■ 本文:
=======

ご主人が亡くなったのは平成27年12月26日の誕生日(満91歳)の夜。
恒例の白馬の山での誕生会を迎えている時であった。
真っ白に雪化粧をした白馬の山々を眺め好物のシャンパンを口にしながら「ああ白馬の山は本当に綺麗だ!」
とつぶやいた直後、そのまま白銀に輝く天国に旅立っていった。

石束ご夫妻が初めてチュークを訪れたのは2009年の春。
石束先生85歳のときであった。
飛行機のタラップを颯爽と降りてくる彼の洗練された姿は、今でも鮮明に私の脳裏に焼き付いている。
「幼少の頃からおしゃれが身についていて最後までオシャレでした」という奥様の言葉通りに、年齢を把握していた私の先入観とは全くかけ離れたものだった。
私たちは初対面にも拘わらずまるで旧知の間柄のように意気投合した。   
長いブランクがあり今回が3度目の訪問となった。
奇しくもその訪問は40年前に私がトラック島に移住した日でもあった。
そしてそれは無言の再会となった。

兵隊でもない彼がなぜトラック島に散骨を? 
2回しか訪れていない彼がなぜトラック島に散骨を?。
奥様から散骨の依頼を受けた時以来、私の頭の中にはかすかな疑問が沸いていた。

再会した奥様のお話がその謎を解いてくれた。
『主人は医師を目指し、小さいころから猛勉強をしていました。そのため医学生となったことで戦争に行くことが出来ず、そのことをずっと負い目に感じていました。戦争で命を落としていった同世代の人々に対する、深い悲しみと申し訳なさと感謝の念は本当に強いものでした。きっと今頃はトラックの海で亡くなった人々の手を握ってお礼を言って感謝していると思います』

また彼は、叔父方が海軍兵学校の教官をやっていた関係もあり、自分もまた連合艦隊司令長官・山本五十六を尊敬していたと言う。
常に純白の軍装に身を包み威厳をもって軍務に服していた山本五十六同様に、自らもまた医師たる者は!と、常にネクタイと白衣と革靴を外した事は無かった。部下にも着衣については厳しく指導した半面、「 医師としての使命を忘れず責任を持って医療に励め、好きにやってよい、自分がすべて責任をとる」と、厳しくも優しく指導した。

=======

■ データ記録:
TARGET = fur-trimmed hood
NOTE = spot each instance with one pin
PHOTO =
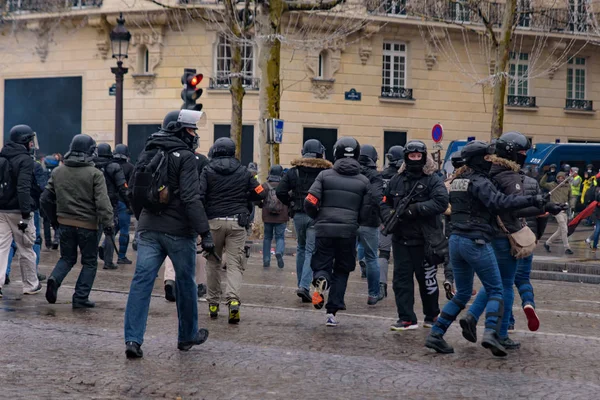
(320, 163)
(429, 168)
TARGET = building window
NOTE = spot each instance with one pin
(576, 78)
(519, 74)
(223, 63)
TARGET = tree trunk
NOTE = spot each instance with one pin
(502, 61)
(269, 29)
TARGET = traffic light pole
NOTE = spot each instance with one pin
(119, 72)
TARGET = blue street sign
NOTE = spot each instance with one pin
(352, 95)
(278, 130)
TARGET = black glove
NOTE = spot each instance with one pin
(555, 208)
(108, 230)
(207, 244)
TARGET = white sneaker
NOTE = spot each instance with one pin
(331, 321)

=======

■ 練習問題:
1. 本文の「そしてそれは無言の再会となった。」から「って感謝していると思います』」までを、すべてそのまま書き写してください。
2. 本文によると、石束ご夫妻が初めてチュークを訪れたのはいつですか。

■ 解答:
1.
そしてそれは無言の再会となった。

兵隊でもない彼がなぜトラック島に散骨を? 
2回しか訪れていない彼がなぜトラック島に散骨を?。
奥様から散骨の依頼を受けた時以来、私の頭の中にはかすかな疑問が沸いていた。

再会した奥様のお話がその謎を解いてくれた。
『主人は医師を目指し、小さいころから猛勉強をしていました。そのため医学生となったことで戦争に行くことが出来ず、そのことをずっと負い目に感じていました。戦争で命を落としていった同世代の人々に対する、深い悲しみと申し訳なさと感謝の念は本当に強いものでした。きっと今頃はトラックの海で亡くなった人々の手を握ってお礼を言って感謝していると思います』

2. 2009年の春です。